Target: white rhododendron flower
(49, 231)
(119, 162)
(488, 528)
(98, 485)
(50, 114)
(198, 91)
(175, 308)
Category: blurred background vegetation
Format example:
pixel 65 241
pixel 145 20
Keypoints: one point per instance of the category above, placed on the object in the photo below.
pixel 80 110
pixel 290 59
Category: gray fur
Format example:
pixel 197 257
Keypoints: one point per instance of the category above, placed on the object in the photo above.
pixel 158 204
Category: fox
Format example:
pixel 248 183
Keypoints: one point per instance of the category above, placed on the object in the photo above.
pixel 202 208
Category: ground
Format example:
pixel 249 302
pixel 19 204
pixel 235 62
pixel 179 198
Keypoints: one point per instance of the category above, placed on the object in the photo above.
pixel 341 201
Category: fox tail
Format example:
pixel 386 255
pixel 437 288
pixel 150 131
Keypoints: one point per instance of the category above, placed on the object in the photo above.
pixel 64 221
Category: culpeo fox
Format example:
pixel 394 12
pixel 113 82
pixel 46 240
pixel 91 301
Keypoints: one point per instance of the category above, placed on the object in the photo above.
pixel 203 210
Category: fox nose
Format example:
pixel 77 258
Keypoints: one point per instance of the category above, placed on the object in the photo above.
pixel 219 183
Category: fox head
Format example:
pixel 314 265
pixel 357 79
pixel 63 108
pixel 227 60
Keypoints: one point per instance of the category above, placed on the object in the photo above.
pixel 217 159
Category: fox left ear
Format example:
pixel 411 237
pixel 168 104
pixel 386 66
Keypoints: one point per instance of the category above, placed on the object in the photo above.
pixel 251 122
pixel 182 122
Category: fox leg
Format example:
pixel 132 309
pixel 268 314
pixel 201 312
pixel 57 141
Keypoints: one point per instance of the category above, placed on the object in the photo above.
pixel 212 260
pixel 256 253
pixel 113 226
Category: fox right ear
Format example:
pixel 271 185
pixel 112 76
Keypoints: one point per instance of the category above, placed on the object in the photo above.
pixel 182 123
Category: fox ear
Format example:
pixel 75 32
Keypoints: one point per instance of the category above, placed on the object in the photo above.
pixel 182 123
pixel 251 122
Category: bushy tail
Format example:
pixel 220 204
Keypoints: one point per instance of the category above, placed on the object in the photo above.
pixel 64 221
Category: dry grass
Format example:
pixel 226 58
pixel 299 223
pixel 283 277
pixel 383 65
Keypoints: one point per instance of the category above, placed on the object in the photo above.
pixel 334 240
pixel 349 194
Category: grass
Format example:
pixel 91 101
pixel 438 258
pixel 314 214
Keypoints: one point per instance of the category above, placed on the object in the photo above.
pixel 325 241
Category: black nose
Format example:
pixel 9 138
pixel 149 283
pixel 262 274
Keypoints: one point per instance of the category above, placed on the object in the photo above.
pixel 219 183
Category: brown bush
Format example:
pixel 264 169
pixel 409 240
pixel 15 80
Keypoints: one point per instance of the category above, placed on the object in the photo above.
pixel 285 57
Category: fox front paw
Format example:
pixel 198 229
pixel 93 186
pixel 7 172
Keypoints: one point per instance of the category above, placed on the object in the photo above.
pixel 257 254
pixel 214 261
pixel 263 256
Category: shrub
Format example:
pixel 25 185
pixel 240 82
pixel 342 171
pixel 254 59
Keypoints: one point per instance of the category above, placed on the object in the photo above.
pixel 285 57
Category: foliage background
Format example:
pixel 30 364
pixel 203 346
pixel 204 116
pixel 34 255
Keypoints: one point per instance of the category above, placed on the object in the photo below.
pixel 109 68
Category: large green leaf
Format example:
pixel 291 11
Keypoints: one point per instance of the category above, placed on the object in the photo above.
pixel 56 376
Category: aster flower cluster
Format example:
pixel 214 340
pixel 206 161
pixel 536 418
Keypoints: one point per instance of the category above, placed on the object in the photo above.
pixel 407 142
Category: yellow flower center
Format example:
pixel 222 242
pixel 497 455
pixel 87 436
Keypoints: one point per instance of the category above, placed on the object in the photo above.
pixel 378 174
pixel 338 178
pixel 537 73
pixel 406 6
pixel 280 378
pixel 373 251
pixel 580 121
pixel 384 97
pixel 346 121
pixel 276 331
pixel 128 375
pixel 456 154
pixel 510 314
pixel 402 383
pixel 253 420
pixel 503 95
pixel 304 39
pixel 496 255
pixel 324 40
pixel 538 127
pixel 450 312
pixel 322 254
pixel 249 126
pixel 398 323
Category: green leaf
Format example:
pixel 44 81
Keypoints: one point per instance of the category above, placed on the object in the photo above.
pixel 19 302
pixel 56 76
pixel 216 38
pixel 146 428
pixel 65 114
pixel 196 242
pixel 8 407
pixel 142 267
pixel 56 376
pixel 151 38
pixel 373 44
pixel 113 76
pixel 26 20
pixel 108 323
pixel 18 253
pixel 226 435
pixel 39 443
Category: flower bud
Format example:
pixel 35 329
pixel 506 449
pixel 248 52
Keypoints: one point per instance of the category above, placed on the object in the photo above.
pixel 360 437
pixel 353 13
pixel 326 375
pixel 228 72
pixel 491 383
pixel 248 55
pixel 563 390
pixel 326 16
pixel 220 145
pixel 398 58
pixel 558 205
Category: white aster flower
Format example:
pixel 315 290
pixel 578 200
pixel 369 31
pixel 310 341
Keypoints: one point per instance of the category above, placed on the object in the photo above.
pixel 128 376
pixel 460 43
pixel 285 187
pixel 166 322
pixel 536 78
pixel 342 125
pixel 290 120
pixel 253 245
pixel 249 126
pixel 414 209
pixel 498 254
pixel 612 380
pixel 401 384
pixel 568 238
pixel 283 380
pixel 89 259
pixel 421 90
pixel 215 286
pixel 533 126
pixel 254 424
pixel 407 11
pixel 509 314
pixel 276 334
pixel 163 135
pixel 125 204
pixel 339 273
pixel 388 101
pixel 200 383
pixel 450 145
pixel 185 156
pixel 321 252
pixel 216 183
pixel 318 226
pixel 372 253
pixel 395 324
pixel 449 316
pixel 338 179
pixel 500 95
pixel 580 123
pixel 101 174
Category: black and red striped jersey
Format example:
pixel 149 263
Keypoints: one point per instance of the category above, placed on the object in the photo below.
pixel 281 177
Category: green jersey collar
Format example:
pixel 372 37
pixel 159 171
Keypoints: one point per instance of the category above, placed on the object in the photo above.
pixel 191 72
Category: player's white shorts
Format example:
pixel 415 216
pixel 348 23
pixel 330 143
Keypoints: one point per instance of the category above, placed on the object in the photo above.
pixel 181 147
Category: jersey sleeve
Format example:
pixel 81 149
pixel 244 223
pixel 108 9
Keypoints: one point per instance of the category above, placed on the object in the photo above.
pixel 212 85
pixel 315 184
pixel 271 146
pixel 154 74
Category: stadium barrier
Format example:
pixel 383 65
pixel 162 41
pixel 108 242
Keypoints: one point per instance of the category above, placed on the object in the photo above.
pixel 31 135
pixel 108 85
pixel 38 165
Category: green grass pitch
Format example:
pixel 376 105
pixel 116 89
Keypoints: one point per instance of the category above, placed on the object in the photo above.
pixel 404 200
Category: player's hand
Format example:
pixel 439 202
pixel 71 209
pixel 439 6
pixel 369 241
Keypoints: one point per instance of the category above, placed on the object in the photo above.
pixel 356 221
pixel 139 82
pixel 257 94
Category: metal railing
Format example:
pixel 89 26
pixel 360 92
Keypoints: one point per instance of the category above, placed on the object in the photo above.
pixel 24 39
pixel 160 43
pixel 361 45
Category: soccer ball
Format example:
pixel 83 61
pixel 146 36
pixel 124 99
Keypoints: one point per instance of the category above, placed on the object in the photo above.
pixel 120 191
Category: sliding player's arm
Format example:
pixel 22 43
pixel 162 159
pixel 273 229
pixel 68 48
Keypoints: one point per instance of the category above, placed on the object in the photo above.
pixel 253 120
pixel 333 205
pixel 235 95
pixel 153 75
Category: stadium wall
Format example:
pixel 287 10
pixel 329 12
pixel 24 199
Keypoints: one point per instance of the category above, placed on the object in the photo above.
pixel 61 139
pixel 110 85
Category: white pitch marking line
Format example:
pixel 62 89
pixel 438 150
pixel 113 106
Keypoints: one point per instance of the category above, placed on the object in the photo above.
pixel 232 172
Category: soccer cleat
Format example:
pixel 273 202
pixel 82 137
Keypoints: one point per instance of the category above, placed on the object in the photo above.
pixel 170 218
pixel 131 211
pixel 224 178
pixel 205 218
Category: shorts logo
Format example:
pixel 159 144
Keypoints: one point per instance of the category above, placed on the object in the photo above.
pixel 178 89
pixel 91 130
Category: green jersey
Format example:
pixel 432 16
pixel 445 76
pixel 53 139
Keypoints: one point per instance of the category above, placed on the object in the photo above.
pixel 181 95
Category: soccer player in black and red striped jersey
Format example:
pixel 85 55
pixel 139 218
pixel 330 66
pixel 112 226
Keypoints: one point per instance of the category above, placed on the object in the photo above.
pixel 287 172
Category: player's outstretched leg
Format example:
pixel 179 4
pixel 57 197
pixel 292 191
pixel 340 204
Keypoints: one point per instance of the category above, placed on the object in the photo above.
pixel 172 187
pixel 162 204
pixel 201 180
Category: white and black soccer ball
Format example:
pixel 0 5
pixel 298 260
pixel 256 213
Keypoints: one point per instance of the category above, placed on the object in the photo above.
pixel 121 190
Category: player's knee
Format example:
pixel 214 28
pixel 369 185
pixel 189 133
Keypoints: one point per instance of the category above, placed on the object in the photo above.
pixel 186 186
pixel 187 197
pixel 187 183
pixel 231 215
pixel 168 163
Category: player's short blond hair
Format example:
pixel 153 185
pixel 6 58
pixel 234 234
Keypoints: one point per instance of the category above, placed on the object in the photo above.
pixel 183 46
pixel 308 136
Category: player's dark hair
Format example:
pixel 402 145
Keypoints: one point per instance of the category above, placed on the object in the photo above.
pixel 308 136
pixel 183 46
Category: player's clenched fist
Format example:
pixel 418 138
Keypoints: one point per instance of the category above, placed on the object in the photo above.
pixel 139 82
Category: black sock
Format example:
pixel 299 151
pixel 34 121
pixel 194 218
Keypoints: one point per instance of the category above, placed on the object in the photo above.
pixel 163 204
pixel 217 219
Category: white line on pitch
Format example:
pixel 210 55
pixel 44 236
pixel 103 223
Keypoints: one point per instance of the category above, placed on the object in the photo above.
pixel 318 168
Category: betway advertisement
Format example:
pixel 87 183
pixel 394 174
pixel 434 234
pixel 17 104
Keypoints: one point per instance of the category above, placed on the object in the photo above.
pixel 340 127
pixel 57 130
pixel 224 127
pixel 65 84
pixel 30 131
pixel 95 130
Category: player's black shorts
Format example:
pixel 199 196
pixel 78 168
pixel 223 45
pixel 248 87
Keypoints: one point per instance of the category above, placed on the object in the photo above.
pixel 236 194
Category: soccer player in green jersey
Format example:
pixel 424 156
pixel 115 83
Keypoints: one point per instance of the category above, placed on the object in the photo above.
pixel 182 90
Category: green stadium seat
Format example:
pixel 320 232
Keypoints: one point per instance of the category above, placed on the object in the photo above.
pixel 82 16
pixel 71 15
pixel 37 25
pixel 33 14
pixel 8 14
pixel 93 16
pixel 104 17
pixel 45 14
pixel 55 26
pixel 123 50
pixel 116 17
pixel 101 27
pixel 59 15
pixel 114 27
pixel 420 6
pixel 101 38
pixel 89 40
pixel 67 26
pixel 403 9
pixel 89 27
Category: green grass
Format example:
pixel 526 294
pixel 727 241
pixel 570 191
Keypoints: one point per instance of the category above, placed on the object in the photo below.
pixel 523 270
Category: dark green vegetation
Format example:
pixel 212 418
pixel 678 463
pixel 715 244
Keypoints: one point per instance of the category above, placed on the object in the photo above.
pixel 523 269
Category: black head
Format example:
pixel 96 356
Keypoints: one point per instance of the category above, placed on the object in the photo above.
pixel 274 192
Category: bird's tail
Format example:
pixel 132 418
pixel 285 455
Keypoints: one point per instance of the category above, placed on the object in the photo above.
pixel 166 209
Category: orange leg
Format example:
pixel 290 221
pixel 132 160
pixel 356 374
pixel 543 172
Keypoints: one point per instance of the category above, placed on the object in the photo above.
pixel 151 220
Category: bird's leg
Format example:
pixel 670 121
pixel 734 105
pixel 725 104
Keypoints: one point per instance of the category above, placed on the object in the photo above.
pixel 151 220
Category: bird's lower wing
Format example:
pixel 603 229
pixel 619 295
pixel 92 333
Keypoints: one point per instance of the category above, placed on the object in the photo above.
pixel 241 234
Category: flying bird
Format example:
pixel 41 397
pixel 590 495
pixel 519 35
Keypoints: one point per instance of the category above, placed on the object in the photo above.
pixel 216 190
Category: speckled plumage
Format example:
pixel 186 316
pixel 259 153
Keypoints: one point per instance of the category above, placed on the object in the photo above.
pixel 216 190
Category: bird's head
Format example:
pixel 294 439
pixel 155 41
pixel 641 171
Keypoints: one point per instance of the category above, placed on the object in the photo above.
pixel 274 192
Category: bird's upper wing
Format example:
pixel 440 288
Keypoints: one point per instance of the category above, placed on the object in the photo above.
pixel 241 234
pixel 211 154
===
> Task to complete: Lay out the records from the line with "Category: stadium wall" to the line with "pixel 232 172", both included, as a Markdown table. Give it the columns Row and Text: put a running row number in Row and the line itself in Text, and leave out any blank lines.

> Solution for this exercise:
| Row | Text |
|---|---|
| 1 | Category: stadium wall |
| 2 | Format example: |
| 3 | pixel 287 10 |
| 4 | pixel 329 12 |
| 5 | pixel 24 199 |
| 6 | Keypoints: one point per instance of the category above, placed on the object in the photo above. |
| 7 | pixel 61 139 |
| 8 | pixel 110 85 |
| 9 | Category: white pitch marking line |
| 10 | Format example: |
| 11 | pixel 62 89 |
| 12 | pixel 438 150 |
| 13 | pixel 113 106 |
| 14 | Keypoints: one point per instance of the category above, placed on the object in the photo above. |
| 15 | pixel 232 172 |